WRITTEN REQUEST:
Count the lines in the items below that contain the string "tree", and reply with only that number.

++++ EXTRACTED RECORDS

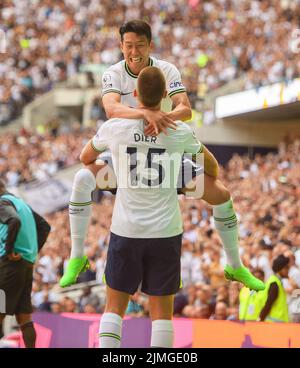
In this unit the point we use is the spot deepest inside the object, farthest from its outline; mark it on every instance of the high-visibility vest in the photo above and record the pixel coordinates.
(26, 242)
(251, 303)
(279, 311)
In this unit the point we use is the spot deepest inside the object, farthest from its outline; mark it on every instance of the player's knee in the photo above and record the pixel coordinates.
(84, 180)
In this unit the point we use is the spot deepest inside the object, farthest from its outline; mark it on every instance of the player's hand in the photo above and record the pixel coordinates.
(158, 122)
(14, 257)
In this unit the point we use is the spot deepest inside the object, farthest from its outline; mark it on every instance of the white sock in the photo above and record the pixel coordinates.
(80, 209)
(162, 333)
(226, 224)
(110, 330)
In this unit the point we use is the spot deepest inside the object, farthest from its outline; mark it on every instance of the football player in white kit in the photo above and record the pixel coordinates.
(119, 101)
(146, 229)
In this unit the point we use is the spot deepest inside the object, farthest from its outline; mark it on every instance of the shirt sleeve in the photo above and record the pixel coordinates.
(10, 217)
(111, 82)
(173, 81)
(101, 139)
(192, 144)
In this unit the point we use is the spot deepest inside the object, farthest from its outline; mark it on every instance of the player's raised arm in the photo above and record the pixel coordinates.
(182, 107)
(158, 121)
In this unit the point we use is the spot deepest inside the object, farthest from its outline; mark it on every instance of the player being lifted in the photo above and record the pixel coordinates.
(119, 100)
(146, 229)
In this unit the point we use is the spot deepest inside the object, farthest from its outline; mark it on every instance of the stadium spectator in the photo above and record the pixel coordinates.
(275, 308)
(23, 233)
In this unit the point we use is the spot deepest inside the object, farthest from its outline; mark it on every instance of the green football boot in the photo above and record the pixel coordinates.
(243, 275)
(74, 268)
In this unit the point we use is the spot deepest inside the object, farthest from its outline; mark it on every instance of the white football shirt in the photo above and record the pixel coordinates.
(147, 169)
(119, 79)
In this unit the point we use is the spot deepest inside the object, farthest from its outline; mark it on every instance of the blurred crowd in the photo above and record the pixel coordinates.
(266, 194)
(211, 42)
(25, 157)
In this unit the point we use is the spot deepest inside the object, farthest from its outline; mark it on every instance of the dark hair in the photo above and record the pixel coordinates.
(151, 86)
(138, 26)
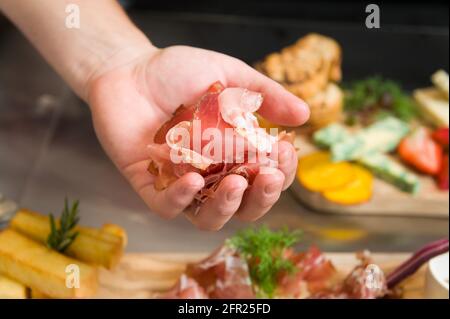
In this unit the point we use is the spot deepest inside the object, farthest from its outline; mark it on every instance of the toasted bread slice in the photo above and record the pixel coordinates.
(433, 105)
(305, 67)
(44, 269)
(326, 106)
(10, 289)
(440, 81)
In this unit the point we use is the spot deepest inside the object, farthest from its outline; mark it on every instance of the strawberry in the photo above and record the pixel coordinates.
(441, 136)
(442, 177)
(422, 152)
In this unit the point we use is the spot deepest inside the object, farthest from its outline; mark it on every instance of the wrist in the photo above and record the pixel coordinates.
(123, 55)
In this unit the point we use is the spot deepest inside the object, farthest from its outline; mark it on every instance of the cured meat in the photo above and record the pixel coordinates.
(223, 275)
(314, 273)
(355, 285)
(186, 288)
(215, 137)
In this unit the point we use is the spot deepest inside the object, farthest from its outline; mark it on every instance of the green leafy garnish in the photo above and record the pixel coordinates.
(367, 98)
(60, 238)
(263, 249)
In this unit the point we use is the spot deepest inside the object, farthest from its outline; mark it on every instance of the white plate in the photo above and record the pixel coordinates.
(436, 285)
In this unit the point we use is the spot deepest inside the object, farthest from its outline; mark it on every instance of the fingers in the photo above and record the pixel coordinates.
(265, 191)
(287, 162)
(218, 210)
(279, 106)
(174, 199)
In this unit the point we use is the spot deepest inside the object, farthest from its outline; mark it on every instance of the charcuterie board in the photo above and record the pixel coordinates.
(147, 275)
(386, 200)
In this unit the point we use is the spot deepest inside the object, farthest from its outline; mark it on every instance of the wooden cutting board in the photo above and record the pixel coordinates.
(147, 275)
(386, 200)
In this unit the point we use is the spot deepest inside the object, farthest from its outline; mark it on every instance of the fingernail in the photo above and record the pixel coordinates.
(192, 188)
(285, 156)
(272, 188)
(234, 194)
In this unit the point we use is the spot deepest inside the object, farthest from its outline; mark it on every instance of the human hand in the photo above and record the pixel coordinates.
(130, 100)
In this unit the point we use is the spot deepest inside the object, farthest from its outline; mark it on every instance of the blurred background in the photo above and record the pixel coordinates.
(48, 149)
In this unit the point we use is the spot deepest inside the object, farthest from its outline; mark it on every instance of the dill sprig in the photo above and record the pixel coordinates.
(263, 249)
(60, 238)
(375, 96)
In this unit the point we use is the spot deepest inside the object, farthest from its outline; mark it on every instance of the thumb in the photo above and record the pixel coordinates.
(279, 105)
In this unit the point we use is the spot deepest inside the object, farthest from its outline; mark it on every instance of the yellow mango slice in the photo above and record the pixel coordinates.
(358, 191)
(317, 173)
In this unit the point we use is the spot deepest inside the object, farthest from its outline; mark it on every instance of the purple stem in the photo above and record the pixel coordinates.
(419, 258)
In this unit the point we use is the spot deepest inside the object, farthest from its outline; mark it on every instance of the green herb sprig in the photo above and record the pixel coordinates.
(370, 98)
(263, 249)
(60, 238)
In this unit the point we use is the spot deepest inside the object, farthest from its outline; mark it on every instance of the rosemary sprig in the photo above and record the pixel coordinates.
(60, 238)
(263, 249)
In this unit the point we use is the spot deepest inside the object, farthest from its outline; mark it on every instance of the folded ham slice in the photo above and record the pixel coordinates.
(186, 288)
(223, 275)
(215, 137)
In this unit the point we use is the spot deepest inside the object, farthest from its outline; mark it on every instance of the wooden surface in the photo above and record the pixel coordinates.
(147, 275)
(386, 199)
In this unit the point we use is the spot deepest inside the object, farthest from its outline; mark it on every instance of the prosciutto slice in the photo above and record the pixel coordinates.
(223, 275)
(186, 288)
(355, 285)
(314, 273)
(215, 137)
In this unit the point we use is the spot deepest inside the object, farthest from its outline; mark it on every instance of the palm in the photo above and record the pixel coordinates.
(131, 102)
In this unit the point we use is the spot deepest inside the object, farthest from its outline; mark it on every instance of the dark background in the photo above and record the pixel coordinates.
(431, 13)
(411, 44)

++++++++
++++ EXTRACTED RECORDS

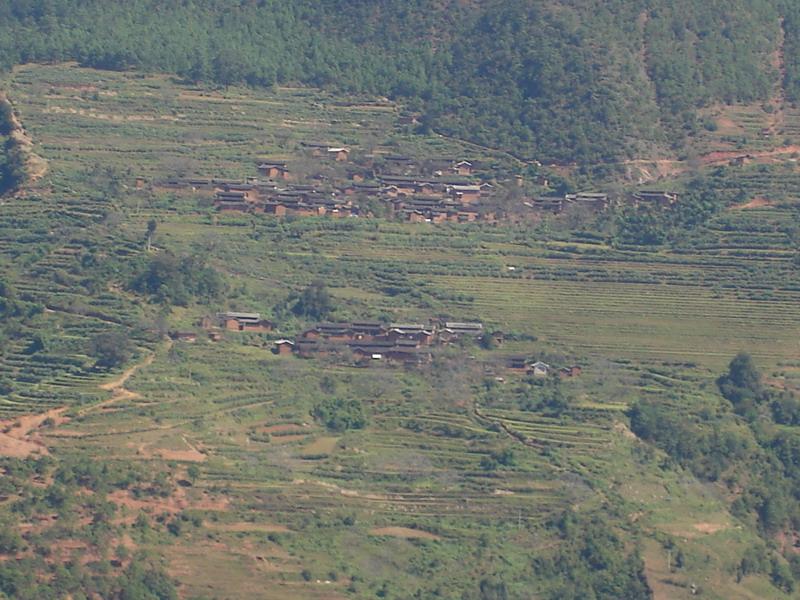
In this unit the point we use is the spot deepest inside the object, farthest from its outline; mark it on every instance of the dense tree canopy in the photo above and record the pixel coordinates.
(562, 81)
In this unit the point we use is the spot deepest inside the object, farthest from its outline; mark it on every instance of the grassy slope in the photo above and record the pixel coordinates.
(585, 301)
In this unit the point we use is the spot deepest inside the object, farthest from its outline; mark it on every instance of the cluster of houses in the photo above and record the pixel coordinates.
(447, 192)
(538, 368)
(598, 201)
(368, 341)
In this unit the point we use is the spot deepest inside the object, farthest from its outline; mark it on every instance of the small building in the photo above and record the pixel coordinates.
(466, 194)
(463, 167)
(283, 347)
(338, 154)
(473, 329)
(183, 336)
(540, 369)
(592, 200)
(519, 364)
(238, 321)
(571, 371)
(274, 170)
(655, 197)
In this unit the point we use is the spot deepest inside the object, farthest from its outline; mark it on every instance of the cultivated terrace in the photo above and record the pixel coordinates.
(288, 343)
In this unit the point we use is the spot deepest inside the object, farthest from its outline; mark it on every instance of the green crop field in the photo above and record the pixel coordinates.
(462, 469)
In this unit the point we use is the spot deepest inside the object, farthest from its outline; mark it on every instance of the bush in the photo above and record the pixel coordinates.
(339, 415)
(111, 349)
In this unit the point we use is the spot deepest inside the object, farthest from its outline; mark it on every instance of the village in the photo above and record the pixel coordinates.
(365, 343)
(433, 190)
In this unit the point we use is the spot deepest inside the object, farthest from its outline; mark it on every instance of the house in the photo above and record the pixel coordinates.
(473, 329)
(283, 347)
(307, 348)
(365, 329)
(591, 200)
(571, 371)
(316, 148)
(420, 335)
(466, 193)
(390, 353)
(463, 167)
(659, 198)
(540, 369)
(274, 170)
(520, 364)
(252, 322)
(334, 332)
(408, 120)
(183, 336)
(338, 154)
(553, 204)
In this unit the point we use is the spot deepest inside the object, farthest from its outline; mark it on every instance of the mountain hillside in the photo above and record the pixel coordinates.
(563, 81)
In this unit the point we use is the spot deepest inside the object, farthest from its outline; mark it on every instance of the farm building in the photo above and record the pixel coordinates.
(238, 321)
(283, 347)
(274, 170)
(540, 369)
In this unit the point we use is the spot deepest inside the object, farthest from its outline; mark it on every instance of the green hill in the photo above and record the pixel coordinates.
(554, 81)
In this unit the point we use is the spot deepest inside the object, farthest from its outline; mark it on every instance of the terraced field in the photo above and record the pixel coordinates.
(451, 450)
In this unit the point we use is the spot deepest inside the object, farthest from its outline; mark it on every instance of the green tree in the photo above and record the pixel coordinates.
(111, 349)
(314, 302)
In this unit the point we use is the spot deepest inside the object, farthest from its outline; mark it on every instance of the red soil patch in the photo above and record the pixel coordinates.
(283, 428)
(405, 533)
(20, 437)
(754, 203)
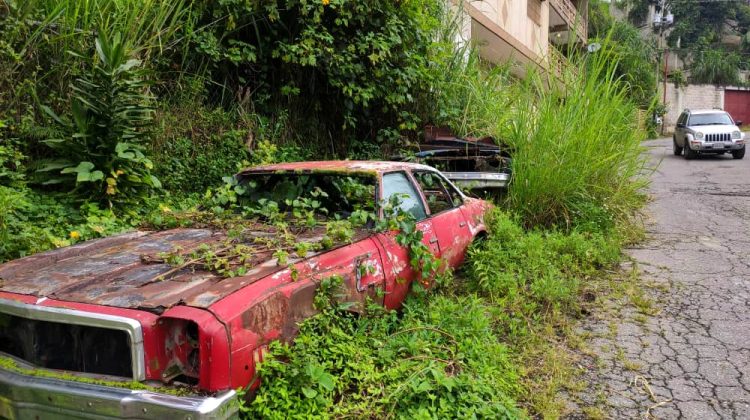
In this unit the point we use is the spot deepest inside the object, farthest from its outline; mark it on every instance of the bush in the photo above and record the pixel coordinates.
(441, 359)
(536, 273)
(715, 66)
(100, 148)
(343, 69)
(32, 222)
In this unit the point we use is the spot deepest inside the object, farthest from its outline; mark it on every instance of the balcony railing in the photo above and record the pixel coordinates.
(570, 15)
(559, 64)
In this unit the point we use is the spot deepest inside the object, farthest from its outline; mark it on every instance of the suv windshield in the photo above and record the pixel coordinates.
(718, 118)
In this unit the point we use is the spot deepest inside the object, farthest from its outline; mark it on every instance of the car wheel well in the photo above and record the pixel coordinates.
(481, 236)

++++++++

RESPONSE FOR THIS EXERCISE:
2